__WORK INSTRUCTION 1__: Write down, word for word, the stretch of the seminar announcement that begins at "Sumeet graduated from" and stops after "of biological systems.".
__WORK INSTRUCTION 2__: Please state where, according to the seminar announcement, Sumeet spent a year before starting his Ph.D. at Oxford.

__GIVEN TEXT__:
Seminar by Sumeet Agarwal

High Throughput Network Analysis

Sumeet Agarwal
Oxford University, UK

    Date:    Tuesday, January 4th, 2011
    Time:    5:00 PM
    Venue:   CS101.

Abstract:

Many real-world systems are naturally represented as graphs or networks, and a variety of techniques and measures exist for their analysis. However, studies of networks typically employ only a small, largely arbitrary subset of these, and the lack of a systematic comparison makes it unclear which metrics are redundant or complementary. We present a framework for systematic analysis of networks and network metrics, and use it to analyse a large and diverse set of real networks, along with several kinds of synthetic model-generated networks, making use of nearly four hundred network metrics or summary statistics thereof. We demonstrate the utility of the framework for finding redundant metrics, fitting models to real networks, classification of networks, studying evolving networks, relating network features to evolutionary phylogenies, and determining the robustness of metrics to network damage and sampling effects.

About the speaker:

Sumeet graduated from IIT Kanpur with a B.Tech. in Computer Science and Engineering in 2006. After spending a year at IBM India Research Lab in Delhi, he started a Ph.D. at Oxford in 2007, working on the analysis of large-scale biological networks. His main focus has been on using graph-theoretic modelling approaches and ideas from complexity science to better understand the relationship between topology, function and evolution in intracellular signalling and interaction networks. He is also interested in the use of machine learning approaches, in particular to develop predictive models of biological systems.

(Dataset excerpts)
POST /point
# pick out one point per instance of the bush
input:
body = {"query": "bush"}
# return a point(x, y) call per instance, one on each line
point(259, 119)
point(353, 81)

__EXPECTED OUTPUT 1__:
Sumeet graduated from IIT Kanpur with a B.Tech. in Computer Science and Engineering in 2006. After spending a year at IBM India Research Lab in Delhi, he started a Ph.D. at Oxford in 2007, working on the analysis of large-scale biological networks. His main focus has been on using graph-theoretic modelling approaches and ideas from complexity science to better understand the relationship between topology, function and evolution in intracellular signalling and interaction networks. He is also interested in the use of machine learning approaches, in particular to develop predictive models of biological systems.

__EXPECTED OUTPUT 2__: At IBM India Research Lab in Delhi.